=== Given records ===

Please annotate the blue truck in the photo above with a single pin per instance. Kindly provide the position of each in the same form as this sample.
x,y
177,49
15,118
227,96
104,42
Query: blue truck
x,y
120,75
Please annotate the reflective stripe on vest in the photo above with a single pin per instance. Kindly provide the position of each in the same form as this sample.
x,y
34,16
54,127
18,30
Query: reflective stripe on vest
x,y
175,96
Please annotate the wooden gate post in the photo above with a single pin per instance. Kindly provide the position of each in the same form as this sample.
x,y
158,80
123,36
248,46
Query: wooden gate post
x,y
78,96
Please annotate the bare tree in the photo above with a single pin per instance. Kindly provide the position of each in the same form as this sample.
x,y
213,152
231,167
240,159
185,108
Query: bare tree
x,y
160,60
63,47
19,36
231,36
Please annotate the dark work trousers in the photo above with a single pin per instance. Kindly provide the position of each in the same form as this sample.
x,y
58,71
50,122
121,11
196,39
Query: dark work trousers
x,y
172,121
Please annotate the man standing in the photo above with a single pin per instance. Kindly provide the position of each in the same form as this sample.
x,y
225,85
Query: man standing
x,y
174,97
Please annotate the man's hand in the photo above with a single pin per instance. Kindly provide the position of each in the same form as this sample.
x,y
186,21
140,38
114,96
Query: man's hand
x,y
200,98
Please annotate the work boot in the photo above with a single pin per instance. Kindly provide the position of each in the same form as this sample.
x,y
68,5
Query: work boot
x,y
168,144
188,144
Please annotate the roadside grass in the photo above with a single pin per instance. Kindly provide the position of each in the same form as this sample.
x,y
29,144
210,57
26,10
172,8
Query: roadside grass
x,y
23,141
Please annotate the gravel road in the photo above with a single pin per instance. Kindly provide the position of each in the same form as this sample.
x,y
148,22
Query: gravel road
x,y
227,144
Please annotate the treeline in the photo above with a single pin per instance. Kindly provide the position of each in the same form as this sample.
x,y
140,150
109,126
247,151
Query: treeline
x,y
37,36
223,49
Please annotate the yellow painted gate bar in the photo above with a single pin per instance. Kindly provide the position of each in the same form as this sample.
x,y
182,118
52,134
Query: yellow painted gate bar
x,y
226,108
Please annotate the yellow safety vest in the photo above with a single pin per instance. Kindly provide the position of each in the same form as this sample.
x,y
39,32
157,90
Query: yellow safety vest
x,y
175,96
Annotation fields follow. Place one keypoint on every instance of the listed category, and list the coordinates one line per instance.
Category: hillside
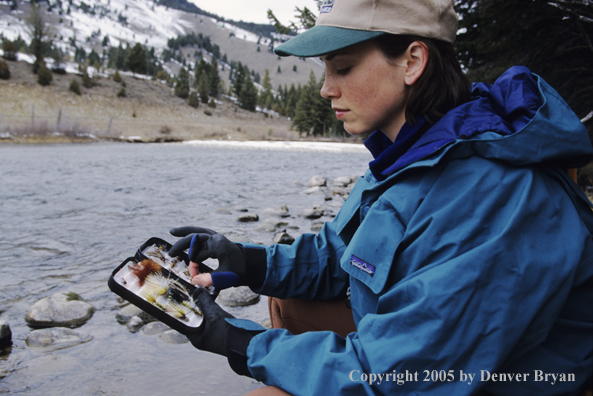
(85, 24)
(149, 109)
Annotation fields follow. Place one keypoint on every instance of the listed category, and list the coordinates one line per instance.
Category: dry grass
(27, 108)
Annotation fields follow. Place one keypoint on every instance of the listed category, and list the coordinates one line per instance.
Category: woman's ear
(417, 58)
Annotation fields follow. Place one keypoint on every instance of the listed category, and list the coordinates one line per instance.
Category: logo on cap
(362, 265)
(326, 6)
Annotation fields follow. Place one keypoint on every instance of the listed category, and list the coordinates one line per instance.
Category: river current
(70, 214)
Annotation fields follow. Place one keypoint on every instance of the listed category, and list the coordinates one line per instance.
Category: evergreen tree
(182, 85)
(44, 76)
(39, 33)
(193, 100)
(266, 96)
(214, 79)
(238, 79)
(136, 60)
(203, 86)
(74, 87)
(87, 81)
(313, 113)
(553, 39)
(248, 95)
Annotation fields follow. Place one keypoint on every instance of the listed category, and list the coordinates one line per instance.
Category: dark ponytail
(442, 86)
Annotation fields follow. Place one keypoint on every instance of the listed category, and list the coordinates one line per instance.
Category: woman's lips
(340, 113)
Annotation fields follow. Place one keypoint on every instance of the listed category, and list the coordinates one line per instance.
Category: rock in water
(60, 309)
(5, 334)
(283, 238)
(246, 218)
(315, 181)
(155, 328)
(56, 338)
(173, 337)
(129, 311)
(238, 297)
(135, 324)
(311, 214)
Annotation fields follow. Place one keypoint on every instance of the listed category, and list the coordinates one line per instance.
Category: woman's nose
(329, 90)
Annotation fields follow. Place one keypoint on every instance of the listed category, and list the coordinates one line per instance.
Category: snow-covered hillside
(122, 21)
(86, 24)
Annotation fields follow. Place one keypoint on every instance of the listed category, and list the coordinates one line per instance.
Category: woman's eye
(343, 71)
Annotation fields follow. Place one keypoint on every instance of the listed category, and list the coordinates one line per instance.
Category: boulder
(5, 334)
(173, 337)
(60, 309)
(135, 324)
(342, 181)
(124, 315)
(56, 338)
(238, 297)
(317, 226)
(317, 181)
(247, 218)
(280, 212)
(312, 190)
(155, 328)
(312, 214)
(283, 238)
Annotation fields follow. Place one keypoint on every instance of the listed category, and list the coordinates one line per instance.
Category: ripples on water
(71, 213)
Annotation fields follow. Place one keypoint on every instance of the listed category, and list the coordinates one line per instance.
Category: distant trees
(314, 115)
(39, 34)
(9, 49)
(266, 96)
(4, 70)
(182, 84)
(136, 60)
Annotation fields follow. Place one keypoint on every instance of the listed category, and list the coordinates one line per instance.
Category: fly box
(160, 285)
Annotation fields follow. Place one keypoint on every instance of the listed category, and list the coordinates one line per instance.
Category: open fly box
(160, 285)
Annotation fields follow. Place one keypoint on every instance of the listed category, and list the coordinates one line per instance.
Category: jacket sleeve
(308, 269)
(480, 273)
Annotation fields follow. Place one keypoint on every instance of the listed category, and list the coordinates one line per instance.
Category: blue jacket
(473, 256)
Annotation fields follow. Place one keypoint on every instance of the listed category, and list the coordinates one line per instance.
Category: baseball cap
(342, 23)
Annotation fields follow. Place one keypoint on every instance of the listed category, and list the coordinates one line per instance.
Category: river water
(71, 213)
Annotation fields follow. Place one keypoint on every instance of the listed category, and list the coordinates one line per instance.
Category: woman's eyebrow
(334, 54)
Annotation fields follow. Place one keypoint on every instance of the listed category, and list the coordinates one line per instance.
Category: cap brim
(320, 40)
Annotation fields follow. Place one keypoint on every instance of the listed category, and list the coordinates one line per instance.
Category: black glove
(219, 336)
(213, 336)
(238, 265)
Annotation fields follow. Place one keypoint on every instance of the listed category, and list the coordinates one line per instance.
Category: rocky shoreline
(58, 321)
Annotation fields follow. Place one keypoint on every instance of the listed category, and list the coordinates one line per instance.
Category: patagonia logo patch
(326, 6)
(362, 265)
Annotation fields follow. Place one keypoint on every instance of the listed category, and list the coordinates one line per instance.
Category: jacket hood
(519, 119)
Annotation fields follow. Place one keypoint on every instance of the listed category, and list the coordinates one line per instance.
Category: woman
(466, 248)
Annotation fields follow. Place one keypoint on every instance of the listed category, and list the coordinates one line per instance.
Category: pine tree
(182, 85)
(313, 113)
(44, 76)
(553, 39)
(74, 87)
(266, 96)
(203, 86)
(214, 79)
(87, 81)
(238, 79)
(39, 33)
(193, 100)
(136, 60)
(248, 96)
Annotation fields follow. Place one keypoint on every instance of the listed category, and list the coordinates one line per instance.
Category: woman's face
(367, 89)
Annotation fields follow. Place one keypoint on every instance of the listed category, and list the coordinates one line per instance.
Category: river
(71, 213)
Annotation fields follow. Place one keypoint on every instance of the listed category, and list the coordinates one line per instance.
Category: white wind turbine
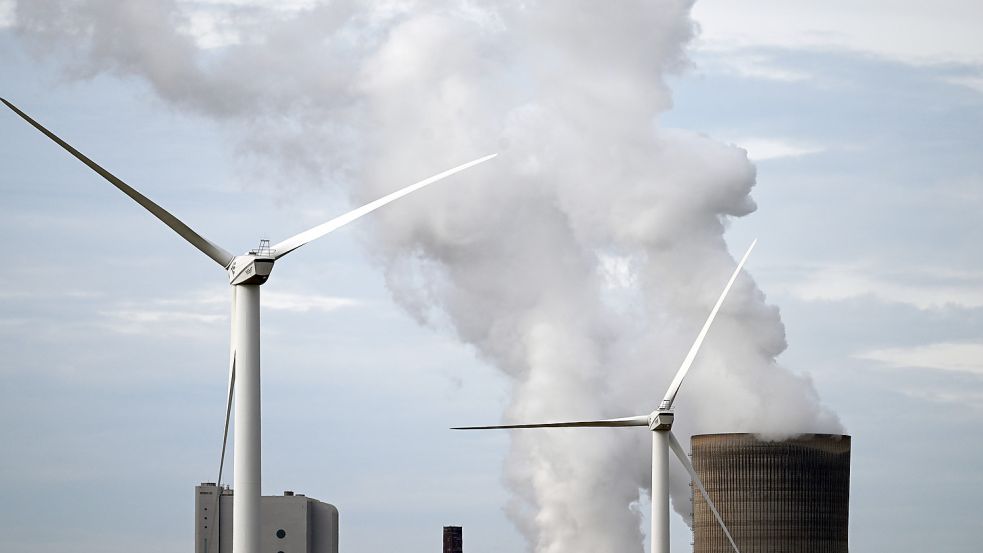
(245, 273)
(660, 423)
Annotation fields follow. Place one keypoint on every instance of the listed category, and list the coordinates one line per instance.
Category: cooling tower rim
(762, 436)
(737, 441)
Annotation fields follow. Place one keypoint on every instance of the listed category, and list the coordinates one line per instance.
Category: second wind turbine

===
=== Given records ===

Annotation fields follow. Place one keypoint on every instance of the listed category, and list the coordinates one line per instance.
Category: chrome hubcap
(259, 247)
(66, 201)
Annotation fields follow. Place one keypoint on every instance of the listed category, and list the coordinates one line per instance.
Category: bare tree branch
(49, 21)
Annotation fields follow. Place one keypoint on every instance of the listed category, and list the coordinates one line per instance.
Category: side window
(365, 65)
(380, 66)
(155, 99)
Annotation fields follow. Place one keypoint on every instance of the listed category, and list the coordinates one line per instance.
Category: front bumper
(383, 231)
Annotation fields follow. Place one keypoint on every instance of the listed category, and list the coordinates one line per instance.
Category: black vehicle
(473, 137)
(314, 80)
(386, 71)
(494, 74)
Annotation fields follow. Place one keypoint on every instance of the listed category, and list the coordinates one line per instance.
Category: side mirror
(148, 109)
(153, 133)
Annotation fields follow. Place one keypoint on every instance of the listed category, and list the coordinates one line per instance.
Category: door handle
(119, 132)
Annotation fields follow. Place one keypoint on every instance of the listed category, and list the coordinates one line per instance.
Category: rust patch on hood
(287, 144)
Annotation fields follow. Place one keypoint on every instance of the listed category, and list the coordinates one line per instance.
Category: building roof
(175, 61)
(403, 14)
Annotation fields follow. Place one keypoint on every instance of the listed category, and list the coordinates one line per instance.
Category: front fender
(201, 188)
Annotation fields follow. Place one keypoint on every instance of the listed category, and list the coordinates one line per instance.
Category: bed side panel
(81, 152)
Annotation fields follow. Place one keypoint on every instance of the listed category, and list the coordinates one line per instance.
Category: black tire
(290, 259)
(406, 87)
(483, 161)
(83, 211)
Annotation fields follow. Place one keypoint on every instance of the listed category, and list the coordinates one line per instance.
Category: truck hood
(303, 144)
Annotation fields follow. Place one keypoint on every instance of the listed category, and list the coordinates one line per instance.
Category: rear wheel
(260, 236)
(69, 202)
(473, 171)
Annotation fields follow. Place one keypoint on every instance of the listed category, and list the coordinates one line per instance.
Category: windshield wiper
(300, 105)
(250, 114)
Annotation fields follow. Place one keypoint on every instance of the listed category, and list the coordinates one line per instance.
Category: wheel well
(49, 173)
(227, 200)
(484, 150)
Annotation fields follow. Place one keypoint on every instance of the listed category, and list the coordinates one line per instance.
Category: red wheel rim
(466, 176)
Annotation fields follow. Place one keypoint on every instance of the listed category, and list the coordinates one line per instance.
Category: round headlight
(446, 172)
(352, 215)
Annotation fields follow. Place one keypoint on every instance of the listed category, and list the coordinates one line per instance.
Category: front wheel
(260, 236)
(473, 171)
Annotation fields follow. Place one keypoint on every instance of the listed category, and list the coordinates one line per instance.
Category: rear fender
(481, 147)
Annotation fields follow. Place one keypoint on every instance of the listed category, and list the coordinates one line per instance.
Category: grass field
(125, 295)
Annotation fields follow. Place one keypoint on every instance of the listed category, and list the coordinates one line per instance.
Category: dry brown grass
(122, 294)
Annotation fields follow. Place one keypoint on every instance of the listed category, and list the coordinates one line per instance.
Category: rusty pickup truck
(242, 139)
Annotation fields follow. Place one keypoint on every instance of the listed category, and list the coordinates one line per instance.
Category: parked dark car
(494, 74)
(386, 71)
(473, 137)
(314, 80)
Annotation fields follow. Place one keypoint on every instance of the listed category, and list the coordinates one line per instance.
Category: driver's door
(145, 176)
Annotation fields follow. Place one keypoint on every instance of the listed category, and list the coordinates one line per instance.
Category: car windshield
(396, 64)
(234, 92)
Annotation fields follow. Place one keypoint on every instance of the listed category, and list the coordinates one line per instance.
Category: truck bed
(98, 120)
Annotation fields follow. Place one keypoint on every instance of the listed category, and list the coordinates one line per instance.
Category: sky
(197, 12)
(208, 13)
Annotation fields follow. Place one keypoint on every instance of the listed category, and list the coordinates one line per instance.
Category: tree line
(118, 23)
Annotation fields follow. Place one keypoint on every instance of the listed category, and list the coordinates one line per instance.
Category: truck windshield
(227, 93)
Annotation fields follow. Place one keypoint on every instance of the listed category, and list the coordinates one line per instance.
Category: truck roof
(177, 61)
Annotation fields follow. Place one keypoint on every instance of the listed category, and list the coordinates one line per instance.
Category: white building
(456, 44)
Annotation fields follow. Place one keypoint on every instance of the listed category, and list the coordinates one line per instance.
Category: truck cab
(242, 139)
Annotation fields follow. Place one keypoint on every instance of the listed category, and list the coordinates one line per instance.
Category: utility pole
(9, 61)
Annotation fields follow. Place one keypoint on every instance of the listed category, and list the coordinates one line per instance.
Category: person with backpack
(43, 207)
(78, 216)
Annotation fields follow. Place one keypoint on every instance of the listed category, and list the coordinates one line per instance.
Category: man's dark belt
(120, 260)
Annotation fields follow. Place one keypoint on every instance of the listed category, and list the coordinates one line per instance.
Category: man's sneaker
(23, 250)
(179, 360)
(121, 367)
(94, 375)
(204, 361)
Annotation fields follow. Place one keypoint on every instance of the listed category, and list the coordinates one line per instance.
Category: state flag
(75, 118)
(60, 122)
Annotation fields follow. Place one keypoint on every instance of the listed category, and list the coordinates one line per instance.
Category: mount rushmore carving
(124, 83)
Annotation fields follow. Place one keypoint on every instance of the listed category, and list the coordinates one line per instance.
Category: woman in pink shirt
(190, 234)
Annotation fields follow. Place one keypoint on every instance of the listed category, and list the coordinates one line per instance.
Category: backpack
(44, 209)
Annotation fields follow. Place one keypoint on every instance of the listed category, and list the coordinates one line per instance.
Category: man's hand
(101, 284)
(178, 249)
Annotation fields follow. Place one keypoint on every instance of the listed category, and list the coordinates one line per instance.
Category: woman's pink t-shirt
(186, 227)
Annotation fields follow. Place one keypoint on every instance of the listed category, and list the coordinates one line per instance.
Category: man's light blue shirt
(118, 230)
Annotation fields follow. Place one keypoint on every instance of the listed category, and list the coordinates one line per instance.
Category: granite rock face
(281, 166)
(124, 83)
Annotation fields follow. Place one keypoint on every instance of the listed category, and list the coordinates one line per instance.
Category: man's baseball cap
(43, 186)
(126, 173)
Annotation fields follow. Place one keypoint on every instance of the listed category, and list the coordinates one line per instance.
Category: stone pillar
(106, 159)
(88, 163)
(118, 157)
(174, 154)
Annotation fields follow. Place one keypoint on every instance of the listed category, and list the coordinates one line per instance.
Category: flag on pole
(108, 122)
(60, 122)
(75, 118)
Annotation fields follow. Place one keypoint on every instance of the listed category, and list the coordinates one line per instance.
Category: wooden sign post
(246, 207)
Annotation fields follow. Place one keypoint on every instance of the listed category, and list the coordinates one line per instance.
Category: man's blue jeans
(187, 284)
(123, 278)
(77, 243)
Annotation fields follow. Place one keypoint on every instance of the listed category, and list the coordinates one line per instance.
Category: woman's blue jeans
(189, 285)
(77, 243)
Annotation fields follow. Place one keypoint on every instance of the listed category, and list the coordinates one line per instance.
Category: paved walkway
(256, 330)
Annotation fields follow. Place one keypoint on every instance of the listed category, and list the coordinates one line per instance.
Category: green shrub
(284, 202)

===

Collect every line in the rows above that contains the word "wooden", and copy each of those lines in full.

** The reply **
Please annotate the wooden gate post in the photo above with a single pin per instance. Kindly provide the position of each in the same form as this sample.
Query: wooden gate post
Category: wooden sign post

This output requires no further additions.